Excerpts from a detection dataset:
----
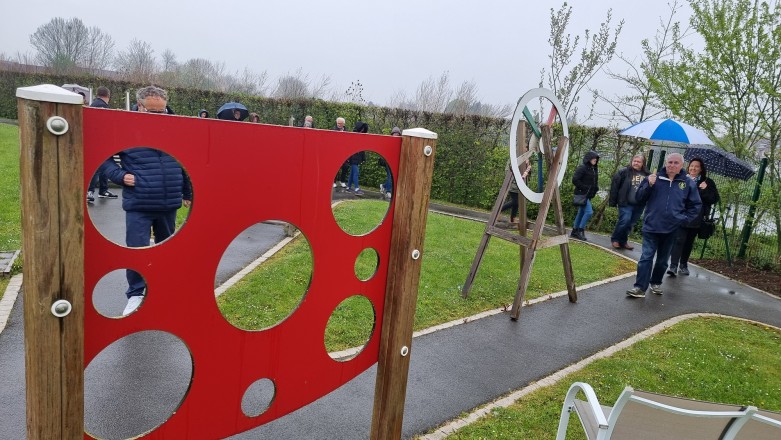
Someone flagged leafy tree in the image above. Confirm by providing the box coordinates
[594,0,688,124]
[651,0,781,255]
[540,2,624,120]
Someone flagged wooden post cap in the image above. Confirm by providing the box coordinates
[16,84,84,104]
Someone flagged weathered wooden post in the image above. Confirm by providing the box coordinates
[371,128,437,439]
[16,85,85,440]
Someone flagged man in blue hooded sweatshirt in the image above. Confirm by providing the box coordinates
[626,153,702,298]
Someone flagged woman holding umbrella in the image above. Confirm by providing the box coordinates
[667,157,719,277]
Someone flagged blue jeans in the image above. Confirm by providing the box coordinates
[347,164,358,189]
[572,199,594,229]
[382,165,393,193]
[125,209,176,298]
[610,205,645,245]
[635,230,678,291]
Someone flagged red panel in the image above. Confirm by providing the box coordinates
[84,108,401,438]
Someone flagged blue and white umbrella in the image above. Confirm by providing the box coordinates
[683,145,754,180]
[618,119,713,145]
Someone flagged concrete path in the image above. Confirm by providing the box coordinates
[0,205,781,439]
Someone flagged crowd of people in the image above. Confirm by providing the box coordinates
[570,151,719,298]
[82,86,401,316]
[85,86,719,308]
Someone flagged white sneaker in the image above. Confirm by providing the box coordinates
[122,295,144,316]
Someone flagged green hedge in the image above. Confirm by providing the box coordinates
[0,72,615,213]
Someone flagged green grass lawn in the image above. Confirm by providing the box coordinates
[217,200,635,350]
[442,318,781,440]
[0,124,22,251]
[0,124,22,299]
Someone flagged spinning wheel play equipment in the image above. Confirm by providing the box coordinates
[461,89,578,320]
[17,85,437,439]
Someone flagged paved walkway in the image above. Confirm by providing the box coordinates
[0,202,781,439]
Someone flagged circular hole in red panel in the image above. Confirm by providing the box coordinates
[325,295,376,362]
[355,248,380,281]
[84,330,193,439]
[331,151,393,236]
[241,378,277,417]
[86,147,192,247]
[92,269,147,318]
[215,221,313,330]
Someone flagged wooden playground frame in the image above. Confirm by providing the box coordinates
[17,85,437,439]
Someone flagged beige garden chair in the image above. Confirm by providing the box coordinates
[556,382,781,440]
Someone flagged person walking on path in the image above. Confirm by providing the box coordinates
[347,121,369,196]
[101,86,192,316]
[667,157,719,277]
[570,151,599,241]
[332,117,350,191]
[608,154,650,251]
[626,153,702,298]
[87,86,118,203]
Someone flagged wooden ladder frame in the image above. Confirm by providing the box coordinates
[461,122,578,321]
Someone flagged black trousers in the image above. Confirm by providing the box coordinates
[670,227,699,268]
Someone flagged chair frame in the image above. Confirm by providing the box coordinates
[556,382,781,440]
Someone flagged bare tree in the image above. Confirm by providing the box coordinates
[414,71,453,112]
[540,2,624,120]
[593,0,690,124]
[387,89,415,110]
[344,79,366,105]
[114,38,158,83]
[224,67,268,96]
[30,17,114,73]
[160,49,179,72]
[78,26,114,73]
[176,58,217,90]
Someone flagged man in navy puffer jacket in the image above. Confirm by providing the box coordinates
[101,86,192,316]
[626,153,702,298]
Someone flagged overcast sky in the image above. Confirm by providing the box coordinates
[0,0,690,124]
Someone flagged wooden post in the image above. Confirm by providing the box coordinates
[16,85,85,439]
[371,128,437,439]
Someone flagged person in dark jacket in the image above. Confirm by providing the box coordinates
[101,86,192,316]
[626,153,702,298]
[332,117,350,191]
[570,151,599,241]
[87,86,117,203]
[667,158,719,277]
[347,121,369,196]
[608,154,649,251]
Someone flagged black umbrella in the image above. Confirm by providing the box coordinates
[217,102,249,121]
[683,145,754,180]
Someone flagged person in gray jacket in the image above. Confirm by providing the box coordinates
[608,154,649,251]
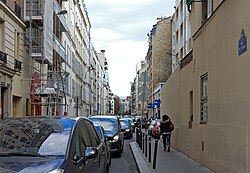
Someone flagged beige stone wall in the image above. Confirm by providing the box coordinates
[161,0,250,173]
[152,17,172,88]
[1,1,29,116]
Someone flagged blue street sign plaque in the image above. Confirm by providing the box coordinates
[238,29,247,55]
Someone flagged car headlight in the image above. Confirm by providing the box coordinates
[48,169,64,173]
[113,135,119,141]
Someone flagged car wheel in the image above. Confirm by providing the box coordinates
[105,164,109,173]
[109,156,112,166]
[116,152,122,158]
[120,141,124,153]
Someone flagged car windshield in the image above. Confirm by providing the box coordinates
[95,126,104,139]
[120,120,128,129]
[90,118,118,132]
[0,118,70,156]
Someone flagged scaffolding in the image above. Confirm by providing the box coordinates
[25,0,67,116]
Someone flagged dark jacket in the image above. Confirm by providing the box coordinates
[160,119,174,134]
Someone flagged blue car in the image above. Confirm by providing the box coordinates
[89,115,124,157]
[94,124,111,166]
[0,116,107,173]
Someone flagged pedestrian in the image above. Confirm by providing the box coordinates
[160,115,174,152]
----
## Aim:
Rewrite all of the material with every "box coordinates" swapped for "bounding box" and nothing else changed. Leave the pictures out of your answer.

## Response to this task:
Someone flagged leafy tree in the image above. Confirm by providing the bounding box
[594,0,688,124]
[651,0,781,255]
[540,2,624,120]
Someone flagged wooden post cap in the image above. Confirm by providing the bounding box
[16,84,84,104]
Someone flagged weathered wooden post in the image above. Confirm by providing the bounding box
[371,128,437,439]
[16,85,85,440]
Someone flagged man in blue hooded sweatshirt in the image above. Confirm by providing the bounding box
[626,153,702,298]
Someone flagged woman holding umbrella in the image above. Confirm by providing the bounding box
[667,157,719,277]
Someone flagged blue jeans in the image above. Confirm by providing the bounding box
[347,164,358,189]
[572,199,594,229]
[382,165,393,193]
[125,209,176,298]
[610,205,645,245]
[635,230,678,291]
Someone flagged red panel in the image above. Confirm by providing the bounding box
[84,108,401,438]
Someone flagged blue and white umbrella in the image above. Confirm by providing the bounding box
[683,145,754,180]
[618,119,713,145]
Someone flagged concrete path in the image above. Confirm by providing the bounding box
[0,205,781,439]
Someone flagged crowd of people in the image above. Confirm by providing the bounding box
[570,151,719,298]
[82,86,401,316]
[85,86,719,308]
Someone flagged white sneaker in the image above. Confirm by providing the bounding box
[122,295,144,316]
Someone flagged green hedge in the image above. Confirm by providing the bounding box
[0,72,615,213]
Someone flagged green grass lawn in the image above. Confirm by providing the bounding box
[217,200,635,350]
[442,318,781,440]
[0,124,22,251]
[0,124,22,299]
Someone flagged spinning wheel play equipment in the image above. Confirm by providing the bounding box
[461,89,578,320]
[17,85,437,439]
Someone flagged paved walkway in the image above. Confirm by providing the bounding box
[0,202,781,439]
Someone flagged circular hole in red panel in the image above. Confirm by providing the bounding box
[325,295,376,362]
[355,248,380,281]
[84,330,193,439]
[331,151,393,236]
[241,378,277,417]
[86,147,192,247]
[92,269,147,318]
[215,221,313,330]
Someone flagged wooden playground frame in the image above. Confirm by providing the bounding box
[17,85,437,439]
Someone flagged beige garden chair in the image above. Confirm by providing the bounding box
[556,382,781,440]
Someone flagged person walking on path in the image above. Confirm by providing the bounding box
[347,121,369,196]
[101,86,192,316]
[667,157,719,277]
[570,151,599,241]
[332,117,350,191]
[608,154,650,251]
[626,153,702,298]
[87,86,118,203]
Someone flagged wooden ladder frame in the image above. Confirm by providing the bounding box
[461,122,578,321]
Someone flagged black trousers in the image above. Confirm by providing the bounding box
[670,227,699,268]
Someone flagged chair frame in the image above. Confirm by providing the bounding box
[556,382,781,440]
Someone flagged bare tree in the image above. Confirm by providing the bounding box
[414,71,453,112]
[540,2,624,120]
[593,0,690,124]
[387,89,415,110]
[344,79,366,105]
[114,38,158,83]
[224,67,268,96]
[30,17,114,73]
[160,49,179,72]
[78,26,114,73]
[176,58,217,90]
Someone flagged man in navy puffer jacket in the image above. Confirm by providing the bounding box
[101,86,192,316]
[626,153,702,298]
Someone flagged overcast sky in the image above. Confirm by providing the bounding box
[0,0,690,124]
Someone flagged wooden post in the image above. Confirm by providing the bounding box
[16,85,85,439]
[371,128,437,439]
Someone flagged person in dark jacket in the image above. Confirm by providing the bounding box
[101,86,192,316]
[626,153,702,298]
[332,117,350,191]
[570,151,599,241]
[87,86,117,203]
[667,158,719,277]
[347,121,369,196]
[608,154,649,251]
Someone flagged black umbrella in the image above. Confirm by providing the bounding box
[217,102,249,121]
[683,145,754,180]
Someone flagged person in gray jacket in the image above. Confirm by providing the bounding box
[608,154,649,251]
Someone flagged beige stone wall in the image above. Confirm by providing the bounding box
[161,0,250,173]
[152,17,172,88]
[1,1,29,116]
Someone flagged blue street sign plaque in the image above. Confirm by providing the bounding box
[238,29,247,55]
Someone flagged car headlight in the image above. Confirm by providing the bounding box
[48,169,64,173]
[113,135,119,141]
Someone flagged car wheel in the image above. Confirm by providing the bounding box
[105,164,109,173]
[109,156,112,166]
[116,152,122,158]
[120,141,124,153]
Someone flagged car windshield in the image above. Confirm by providing the bounding box
[95,126,104,139]
[120,120,128,129]
[90,118,118,132]
[0,118,70,156]
Someone flagged scaffolding in the image above. Confirm by providing the bounding box
[25,0,67,116]
Someone flagged dark jacket in the image above. Confirm by providing the bounding box
[160,119,174,134]
Someone flagged blue car in the image above. Confirm by providing the bounding box
[89,115,124,157]
[94,124,111,166]
[0,116,107,173]
Someone flagged pedestrian in the image above. Confirm by providing the bounding box
[160,115,174,152]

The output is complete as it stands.